## Tarefa A
Repita, sem mudar nada, tudo o que vai de "Ninguém neste país" até "toma decisões assim." no texto sobre a condenação de Leo Lins.
## Tarefa B
Dê continuidade ao texto sobre a condenação do humorista Leo Lins a partir do ponto em que ele termina.

## Trecho
╭──

Ninguém neste país está seguro se viver ao alcance da juíza Barbara Iseppi, da Justiça Federal de São Paulo — e de sabe lá Deus quantos dos 18 mil juízes de Direito hoje em atuação no Brasil. Talvez você tenha ouvido falar dela: foi quem condenou o humorista Leo Lins a mais de oito anos de cadeia, e a uma multa de R$ 1,4 milhão no total, por contar uma piada. Não importa qual tenha sido a piada, nem o que pensam sobre o caso todos os juristas somados, do Brasil e do mundo: é simplesmente impossível para qualquer ser racional, em qualquer circunstância, achar que existe um mínimo de sanidade num sistema judicial onde se toma decisões assim.
Isso não é justiça. É o resultado da deformação constante e perversa do entendimento sobre aquilo que deve ser o império da lei, a sua aplicação pelos magistrados e a finalidade objetiva disso tudo, que é assegurar a proteção de direitos e o cumprimento de deveres. Um Judiciário que se mostra capaz de condenar a oito anos de prisão fechada um cidadão que fez uma brincadeira, num palco que se destina precisamente a isso, deixou de ser funcional. Não serve mais para cumprir sua obrigação fundamental: fornecer justiça às pessoas. Torna-se uma ameaça.
Não há um sistema judicial digno desse quando as suas decisões ficam incompreensíveis. Ninguém pode ser condenado, e muito menos cumprir uma pena patentemente absurda, por contar uma piada, apresentada ao público na condição de piada — independentemente de o juiz achar que seja engraçada ou não, ou de bom gosto, ou em harmonia com as suas opiniões sobre como devem ser as piadas. No caso, a juíza detestou o tipo de humor de Leo Lins. Resolveu então o punir o rapaz que ofendeu seu senso do que é próprio e impróprio e saiu numa pescaria, pelo Código Penal e outras leis, para fisgar algum crime contra ele. Achou, é claro. Sempre se acha.

╰──

## Dados fornecidos
╭──

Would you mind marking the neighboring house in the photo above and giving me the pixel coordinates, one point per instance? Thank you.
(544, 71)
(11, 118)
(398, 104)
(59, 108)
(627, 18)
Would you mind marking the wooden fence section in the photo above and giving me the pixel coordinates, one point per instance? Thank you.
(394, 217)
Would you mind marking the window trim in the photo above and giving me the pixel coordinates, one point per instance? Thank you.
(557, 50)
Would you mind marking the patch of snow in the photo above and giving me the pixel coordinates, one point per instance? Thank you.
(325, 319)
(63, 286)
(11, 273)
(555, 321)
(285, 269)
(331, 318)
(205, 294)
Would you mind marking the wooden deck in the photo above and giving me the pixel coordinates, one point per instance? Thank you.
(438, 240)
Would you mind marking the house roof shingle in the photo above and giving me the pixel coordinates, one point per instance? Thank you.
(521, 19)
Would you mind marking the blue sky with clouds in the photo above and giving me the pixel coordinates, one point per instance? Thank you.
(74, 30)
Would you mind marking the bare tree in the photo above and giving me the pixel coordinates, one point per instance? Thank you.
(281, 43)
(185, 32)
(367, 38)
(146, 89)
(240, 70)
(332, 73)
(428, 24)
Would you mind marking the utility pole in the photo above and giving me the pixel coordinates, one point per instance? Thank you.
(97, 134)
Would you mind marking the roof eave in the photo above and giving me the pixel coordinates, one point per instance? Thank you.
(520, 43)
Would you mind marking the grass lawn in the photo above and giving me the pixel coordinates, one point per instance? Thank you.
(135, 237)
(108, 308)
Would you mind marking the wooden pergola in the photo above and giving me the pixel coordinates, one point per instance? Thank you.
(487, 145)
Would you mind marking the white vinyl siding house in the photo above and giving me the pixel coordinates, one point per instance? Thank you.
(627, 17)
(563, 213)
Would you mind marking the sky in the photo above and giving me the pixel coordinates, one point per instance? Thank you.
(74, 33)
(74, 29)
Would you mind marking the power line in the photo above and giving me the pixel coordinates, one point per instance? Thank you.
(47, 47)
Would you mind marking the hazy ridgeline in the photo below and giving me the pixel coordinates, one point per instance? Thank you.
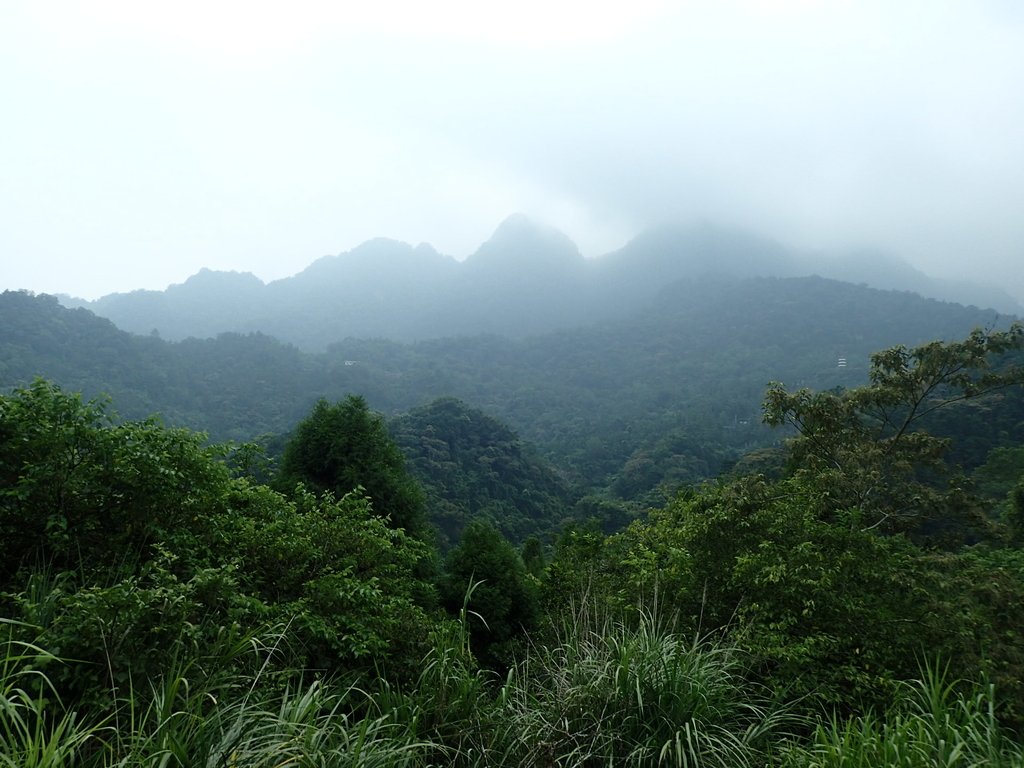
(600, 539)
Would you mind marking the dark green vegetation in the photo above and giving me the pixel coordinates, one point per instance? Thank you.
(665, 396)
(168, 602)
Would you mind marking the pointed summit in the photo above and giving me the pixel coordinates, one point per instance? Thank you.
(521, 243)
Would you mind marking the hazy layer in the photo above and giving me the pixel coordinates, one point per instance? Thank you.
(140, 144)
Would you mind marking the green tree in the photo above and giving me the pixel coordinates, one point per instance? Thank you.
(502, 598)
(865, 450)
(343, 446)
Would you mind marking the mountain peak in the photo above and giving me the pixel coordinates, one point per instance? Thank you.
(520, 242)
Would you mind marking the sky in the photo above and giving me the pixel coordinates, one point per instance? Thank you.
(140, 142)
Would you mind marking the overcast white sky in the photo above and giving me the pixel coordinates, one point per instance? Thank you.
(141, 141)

╰──

## Resposta A
Ninguém neste país está seguro se viver ao alcance da juíza Barbara Iseppi, da Justiça Federal de São Paulo — e de sabe lá Deus quantos dos 18 mil juízes de Direito hoje em atuação no Brasil. Talvez você tenha ouvido falar dela: foi quem condenou o humorista Leo Lins a mais de oito anos de cadeia, e a uma multa de R$ 1,4 milhão no total, por contar uma piada. Não importa qual tenha sido a piada, nem o que pensam sobre o caso todos os juristas somados, do Brasil e do mundo: é simplesmente impossível para qualquer ser racional, em qualquer circunstância, achar que existe um mínimo de sanidade num sistema judicial onde se toma decisões assim.

## Resposta B
O que ofendeu a Justiça brasileira, neste caso, foi exatamente o que se poderia esperar do ambiente histérico imposto ao país quando o assunto é homossexualismo, racismo, machismo, “mulheres”, obesidade, “misoginia”, mulher feia e o resto da ladainha. A mínima observação a respeito, mesmo sem malícia ou intenção de ofender, já dispara todas as campainhas do sistema de repressão — tem de punir, tem de processar, tem de prender. É nessa base, hoje em dia, que querem defender as minorias. Chama a polícia — mais a “autoridade”, o procurador, o juiz, o fiscal, os fuzileiros navais. Essa doença se espalhou como uma covid pelo Poder Judiciário. O juiz é um crente da “diversidade” e da “inclusão”? Então as suas crenças valem mais que a lei.
É uma demência, no caso de Leo Lins, que um procurador do Ministério Público tenha usado o seu horário de trabalho para apresentar uma denúncia contra um não-crime — num momento em que a sociedade se vê oprimida todos os dias por criminosos que a Justiça solta nas ruas, é um escândalo. Tendo sido apresentada a denúncia, é uma demência que tenha sido aceita. Tendo sido aceita, é uma demência a sentença que foi dada pela juíza. Ela não gosta de piada “homofóbica” — como poderia não gostar de piada de papagaio, ou de gaúcho. Então diz que é crime, e soca oito anos de cadeia em cima da vítima de sua ira pessoal.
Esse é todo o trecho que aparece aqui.